━━ Task material
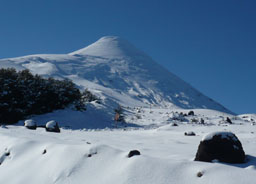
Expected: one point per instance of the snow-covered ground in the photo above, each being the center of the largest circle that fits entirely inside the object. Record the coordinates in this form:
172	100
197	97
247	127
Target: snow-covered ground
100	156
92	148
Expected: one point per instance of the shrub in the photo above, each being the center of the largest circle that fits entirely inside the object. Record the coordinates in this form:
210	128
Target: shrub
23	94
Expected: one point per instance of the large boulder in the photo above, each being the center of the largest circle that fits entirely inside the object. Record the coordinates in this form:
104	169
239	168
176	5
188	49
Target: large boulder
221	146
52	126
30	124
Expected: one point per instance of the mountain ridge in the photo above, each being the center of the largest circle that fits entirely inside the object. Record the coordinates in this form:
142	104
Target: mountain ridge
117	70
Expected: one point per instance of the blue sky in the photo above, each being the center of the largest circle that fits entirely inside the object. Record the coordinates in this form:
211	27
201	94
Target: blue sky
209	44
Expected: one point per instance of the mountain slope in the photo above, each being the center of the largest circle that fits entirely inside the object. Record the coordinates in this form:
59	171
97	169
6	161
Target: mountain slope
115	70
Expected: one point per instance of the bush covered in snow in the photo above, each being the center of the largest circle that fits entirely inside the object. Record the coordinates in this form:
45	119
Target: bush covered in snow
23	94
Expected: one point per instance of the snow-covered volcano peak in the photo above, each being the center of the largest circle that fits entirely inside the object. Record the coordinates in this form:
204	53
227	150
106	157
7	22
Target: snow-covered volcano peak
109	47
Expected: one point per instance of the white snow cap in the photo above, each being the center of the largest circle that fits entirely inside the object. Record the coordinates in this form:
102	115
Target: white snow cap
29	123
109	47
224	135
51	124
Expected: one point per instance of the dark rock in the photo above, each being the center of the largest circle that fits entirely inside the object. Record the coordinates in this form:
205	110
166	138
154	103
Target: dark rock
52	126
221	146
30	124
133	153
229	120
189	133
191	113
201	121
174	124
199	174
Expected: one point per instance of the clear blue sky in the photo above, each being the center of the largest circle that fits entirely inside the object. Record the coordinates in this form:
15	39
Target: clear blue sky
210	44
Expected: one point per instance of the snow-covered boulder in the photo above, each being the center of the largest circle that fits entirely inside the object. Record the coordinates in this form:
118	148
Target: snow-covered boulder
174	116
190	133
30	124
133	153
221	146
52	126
━━━━
Work to be completed
Reproduce, exactly and with nothing added, the lines from the one that includes "Expected: one point per instance of the clear" through the last line of the material.

The completed task
Expected: one point per instance of the clear blue sky in the photo above, each being the center of the largest circle that fits entirely inside the object. Record the coordinates in this form:
15	39
Target: clear blue sky
210	44
Expected: one point per instance of the snow-covered boulder in the photo above, each being the center of the largest circle that fits entirely inside the object. Record the coordinates in this form:
118	148
Target: snow-covered boulder
174	116
190	133
30	124
133	153
221	146
52	126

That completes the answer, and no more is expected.